▶ VORLIEGENDER TEXT:

In Kiel wurden durch das Projekt „Wohnen für Hilfe“ – Hand gegen Koje an Land – 12 Wohnpartnerschaften vermittelt. Eva und Neel haben sich für einen unbefristeten Mietvertrag entschlossen. Für Strom, Heizung und warmes Wasser zahlt er monatlich eine Pauschale von 50 Euro. Wie lange der 22-Jährige bei Familie Strothotte bleiben möchte, weiß er noch nicht genau. Im kommenden Sommersemester möchte sich der Informatikstudent gerne eine kleine Auszeit nehmen und die Welt bereisen. „Aber danach wohnst du doch wieder bei uns?“, fragt die neunjährige Lara traurig und Neel verspricht, dass er dann wieder bei den Strothottes einzieht.

▶ ARBEITSAUFTRAG: Schreiben Sie den Text über das Kieler Projekt „Wohnen für Hilfe“ vollständig und ohne jede Änderung ab. Das anschließende Material hat mit dem Text nichts zu tun.

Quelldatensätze
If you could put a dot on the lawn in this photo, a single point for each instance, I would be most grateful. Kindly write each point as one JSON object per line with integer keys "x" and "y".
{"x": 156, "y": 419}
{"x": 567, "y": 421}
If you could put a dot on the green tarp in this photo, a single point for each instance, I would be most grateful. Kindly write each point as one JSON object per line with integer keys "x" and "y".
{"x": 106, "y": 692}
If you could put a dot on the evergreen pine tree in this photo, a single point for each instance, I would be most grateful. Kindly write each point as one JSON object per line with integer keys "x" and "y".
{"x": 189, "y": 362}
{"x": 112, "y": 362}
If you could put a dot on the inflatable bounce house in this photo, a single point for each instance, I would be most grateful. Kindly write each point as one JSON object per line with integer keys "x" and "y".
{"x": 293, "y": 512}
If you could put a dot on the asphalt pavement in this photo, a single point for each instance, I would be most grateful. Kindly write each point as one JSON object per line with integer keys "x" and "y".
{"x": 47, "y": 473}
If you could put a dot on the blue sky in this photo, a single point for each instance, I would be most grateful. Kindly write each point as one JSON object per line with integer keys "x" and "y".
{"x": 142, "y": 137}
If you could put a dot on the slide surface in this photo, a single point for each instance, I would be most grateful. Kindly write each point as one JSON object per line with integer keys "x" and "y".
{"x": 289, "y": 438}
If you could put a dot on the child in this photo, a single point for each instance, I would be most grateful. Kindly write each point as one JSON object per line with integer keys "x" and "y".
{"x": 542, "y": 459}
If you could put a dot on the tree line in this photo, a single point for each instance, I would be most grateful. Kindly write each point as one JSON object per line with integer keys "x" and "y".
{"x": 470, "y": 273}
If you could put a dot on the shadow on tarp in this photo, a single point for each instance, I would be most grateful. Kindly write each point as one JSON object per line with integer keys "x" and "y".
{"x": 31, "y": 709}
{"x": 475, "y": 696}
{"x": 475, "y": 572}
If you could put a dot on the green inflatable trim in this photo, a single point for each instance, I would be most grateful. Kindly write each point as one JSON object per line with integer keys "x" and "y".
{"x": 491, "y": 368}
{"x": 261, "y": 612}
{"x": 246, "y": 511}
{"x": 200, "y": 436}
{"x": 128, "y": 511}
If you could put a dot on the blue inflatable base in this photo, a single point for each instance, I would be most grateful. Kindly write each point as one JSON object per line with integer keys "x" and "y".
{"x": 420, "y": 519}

▶ ENDERGEBNIS:
In Kiel wurden durch das Projekt „Wohnen für Hilfe“ – Hand gegen Koje an Land – 12 Wohnpartnerschaften vermittelt. Eva und Neel haben sich für einen unbefristeten Mietvertrag entschlossen. Für Strom, Heizung und warmes Wasser zahlt er monatlich eine Pauschale von 50 Euro. Wie lange der 22-Jährige bei Familie Strothotte bleiben möchte, weiß er noch nicht genau. Im kommenden Sommersemester möchte sich der Informatikstudent gerne eine kleine Auszeit nehmen und die Welt bereisen. „Aber danach wohnst du doch wieder bei uns?“, fragt die neunjährige Lara traurig und Neel verspricht, dass er dann wieder bei den Strothottes einzieht.